Every line of the data, first to last, must be written out unchanged.

====== Data records

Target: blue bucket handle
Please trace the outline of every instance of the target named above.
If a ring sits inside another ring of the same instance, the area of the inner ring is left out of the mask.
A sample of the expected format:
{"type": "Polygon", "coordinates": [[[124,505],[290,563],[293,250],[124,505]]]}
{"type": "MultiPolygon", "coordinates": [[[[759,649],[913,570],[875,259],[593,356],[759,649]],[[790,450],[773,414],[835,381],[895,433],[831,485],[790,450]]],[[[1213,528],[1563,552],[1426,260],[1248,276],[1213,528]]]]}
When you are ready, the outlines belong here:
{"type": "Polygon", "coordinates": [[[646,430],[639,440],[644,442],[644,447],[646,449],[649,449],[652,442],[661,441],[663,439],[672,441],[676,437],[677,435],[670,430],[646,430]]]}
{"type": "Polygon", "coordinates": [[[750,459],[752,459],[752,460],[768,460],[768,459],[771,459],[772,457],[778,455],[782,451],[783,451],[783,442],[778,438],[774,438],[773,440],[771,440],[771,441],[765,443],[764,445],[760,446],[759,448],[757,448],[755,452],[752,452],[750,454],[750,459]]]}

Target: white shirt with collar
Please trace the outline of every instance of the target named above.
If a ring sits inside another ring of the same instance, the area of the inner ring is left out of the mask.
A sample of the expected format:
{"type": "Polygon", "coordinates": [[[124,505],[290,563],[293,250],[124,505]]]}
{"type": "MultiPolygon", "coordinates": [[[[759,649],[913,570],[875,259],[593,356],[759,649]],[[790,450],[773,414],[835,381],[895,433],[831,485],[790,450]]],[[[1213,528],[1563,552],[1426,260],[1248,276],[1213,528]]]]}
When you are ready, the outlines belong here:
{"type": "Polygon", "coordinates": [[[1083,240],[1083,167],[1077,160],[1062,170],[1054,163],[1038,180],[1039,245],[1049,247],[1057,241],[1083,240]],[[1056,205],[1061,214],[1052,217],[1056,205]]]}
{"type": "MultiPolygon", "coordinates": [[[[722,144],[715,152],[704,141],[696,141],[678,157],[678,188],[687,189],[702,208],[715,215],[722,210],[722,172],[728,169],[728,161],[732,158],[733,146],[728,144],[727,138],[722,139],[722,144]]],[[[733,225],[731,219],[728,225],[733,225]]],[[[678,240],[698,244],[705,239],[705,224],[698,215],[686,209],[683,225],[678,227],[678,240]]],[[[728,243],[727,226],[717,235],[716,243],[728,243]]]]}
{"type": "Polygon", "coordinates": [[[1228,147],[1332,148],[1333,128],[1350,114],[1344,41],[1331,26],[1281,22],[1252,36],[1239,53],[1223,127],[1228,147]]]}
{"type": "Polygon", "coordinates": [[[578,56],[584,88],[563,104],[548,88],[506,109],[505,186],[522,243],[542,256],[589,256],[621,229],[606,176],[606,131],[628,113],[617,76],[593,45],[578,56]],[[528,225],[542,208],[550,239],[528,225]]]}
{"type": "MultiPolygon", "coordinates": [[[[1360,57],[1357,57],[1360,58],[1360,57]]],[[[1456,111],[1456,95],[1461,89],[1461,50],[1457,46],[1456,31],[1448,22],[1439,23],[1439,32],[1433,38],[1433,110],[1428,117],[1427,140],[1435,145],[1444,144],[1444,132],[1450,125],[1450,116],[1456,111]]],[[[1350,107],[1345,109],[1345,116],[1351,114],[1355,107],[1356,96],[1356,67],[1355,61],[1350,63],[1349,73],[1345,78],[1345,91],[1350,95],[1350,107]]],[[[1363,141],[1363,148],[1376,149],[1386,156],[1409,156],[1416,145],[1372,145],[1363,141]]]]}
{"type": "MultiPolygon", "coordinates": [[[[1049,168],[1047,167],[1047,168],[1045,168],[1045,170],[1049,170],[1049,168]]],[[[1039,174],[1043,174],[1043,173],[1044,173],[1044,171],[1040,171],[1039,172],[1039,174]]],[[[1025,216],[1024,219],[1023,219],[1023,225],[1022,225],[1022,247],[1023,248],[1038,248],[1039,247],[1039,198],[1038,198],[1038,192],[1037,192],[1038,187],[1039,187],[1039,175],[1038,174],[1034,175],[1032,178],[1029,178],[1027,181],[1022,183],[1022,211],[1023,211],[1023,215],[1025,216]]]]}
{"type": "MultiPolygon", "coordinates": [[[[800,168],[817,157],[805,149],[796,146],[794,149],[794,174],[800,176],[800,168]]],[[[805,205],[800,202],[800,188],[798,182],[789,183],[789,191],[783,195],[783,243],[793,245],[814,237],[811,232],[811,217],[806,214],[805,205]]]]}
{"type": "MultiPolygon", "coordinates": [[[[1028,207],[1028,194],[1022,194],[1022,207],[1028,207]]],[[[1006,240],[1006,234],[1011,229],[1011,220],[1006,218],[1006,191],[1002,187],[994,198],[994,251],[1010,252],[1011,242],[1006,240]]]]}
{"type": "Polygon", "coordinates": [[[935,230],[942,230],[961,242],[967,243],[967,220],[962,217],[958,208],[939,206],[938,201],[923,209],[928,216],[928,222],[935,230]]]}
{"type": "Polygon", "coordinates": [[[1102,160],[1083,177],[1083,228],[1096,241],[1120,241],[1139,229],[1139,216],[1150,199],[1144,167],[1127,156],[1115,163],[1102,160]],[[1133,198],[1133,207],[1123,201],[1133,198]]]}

============

* Answer area
Target: blue bucket handle
Please trace the outline of every instance of the target named above.
If a ring sits inside another ring of the same instance, the area of the inner ring is left out of the mask.
A sample of the expected format:
{"type": "Polygon", "coordinates": [[[124,505],[290,563],[293,250],[124,505]]]}
{"type": "MultiPolygon", "coordinates": [[[[759,649],[913,570],[875,259],[593,356],[759,649]],[[790,450],[773,414],[835,381],[895,433],[831,485],[790,450]]],[[[1213,528],[1563,552],[1426,260],[1248,276],[1213,528]]]]}
When you are ready, the outlines belong here:
{"type": "Polygon", "coordinates": [[[646,430],[639,440],[644,442],[644,447],[646,449],[649,449],[652,442],[661,441],[663,439],[672,441],[676,437],[677,435],[670,430],[646,430]]]}
{"type": "Polygon", "coordinates": [[[750,459],[752,459],[752,460],[768,460],[768,459],[771,459],[772,457],[778,455],[782,451],[783,451],[783,442],[778,438],[774,438],[773,440],[771,440],[771,441],[765,443],[764,445],[760,446],[759,448],[757,448],[755,452],[752,452],[750,454],[750,459]]]}

Target: white shirt with collar
Please trace the outline of every instance of the target named above.
If a ring sits inside another ring of the same instance, the area of the inner ring is left out of the mask.
A sample of the expected format:
{"type": "Polygon", "coordinates": [[[124,505],[290,563],[293,250],[124,505]]]}
{"type": "MultiPolygon", "coordinates": [[[[759,649],[913,570],[875,259],[593,356],[759,649]],[[790,450],[773,414],[835,381],[895,433],[831,485],[790,450]]],[[[1213,528],[1563,552],[1426,260],[1248,276],[1213,528]]]]}
When you are ready, the outlines belong here:
{"type": "Polygon", "coordinates": [[[1083,240],[1083,167],[1077,160],[1062,170],[1054,163],[1038,180],[1039,245],[1049,247],[1057,241],[1083,240]],[[1056,205],[1061,214],[1052,217],[1056,205]]]}
{"type": "MultiPolygon", "coordinates": [[[[722,144],[715,152],[704,141],[696,141],[678,157],[678,188],[687,189],[702,208],[715,215],[722,210],[722,172],[728,169],[728,161],[732,158],[733,146],[728,144],[727,138],[722,139],[722,144]]],[[[733,225],[731,219],[728,225],[733,225]]],[[[678,240],[698,244],[705,239],[705,224],[698,215],[686,209],[683,225],[678,227],[678,240]]],[[[728,243],[727,226],[717,235],[716,243],[728,243]]]]}
{"type": "Polygon", "coordinates": [[[1228,147],[1332,148],[1333,128],[1350,114],[1344,41],[1331,26],[1281,22],[1252,36],[1239,53],[1223,127],[1228,147]]]}
{"type": "Polygon", "coordinates": [[[578,56],[584,88],[563,104],[548,88],[506,109],[505,186],[522,243],[542,256],[589,256],[621,229],[606,176],[606,131],[628,113],[617,76],[593,45],[578,56]],[[528,225],[542,208],[550,239],[528,225]]]}
{"type": "MultiPolygon", "coordinates": [[[[1360,57],[1357,57],[1360,58],[1360,57]]],[[[1456,111],[1456,95],[1461,89],[1461,50],[1457,46],[1456,31],[1448,22],[1439,23],[1439,32],[1433,38],[1433,110],[1428,117],[1427,140],[1435,145],[1444,144],[1444,132],[1450,125],[1450,116],[1456,111]]],[[[1350,107],[1345,109],[1345,116],[1351,114],[1355,107],[1356,96],[1356,67],[1355,61],[1350,63],[1349,73],[1345,78],[1345,91],[1350,95],[1350,107]]],[[[1363,141],[1363,148],[1376,149],[1386,156],[1409,156],[1416,145],[1372,145],[1363,141]]]]}
{"type": "MultiPolygon", "coordinates": [[[[1049,168],[1047,167],[1047,168],[1045,168],[1045,170],[1049,170],[1049,168]]],[[[1039,174],[1043,174],[1043,173],[1044,173],[1044,171],[1040,171],[1039,172],[1039,174]]],[[[1025,216],[1024,219],[1023,219],[1023,225],[1022,225],[1022,247],[1023,248],[1038,248],[1039,247],[1039,198],[1038,198],[1038,192],[1037,192],[1038,187],[1039,187],[1039,175],[1038,174],[1034,175],[1032,178],[1029,178],[1027,181],[1022,183],[1022,211],[1023,211],[1023,215],[1025,216]]]]}
{"type": "MultiPolygon", "coordinates": [[[[800,168],[817,157],[805,149],[796,146],[794,149],[794,174],[800,176],[800,168]]],[[[805,205],[800,202],[800,188],[798,182],[789,183],[789,191],[783,195],[783,243],[793,245],[814,237],[811,232],[811,217],[806,214],[805,205]]]]}
{"type": "MultiPolygon", "coordinates": [[[[1028,207],[1028,194],[1022,194],[1022,207],[1028,207]]],[[[1006,240],[1006,234],[1011,229],[1011,220],[1006,218],[1006,191],[1002,187],[994,198],[994,251],[1010,252],[1011,242],[1006,240]]]]}
{"type": "Polygon", "coordinates": [[[935,230],[942,230],[961,242],[967,243],[967,220],[962,217],[958,208],[939,206],[938,201],[923,209],[928,216],[928,222],[935,230]]]}
{"type": "Polygon", "coordinates": [[[1102,160],[1083,177],[1083,228],[1096,241],[1120,241],[1139,229],[1139,216],[1150,199],[1144,167],[1127,156],[1115,163],[1102,160]],[[1133,198],[1133,207],[1123,201],[1133,198]]]}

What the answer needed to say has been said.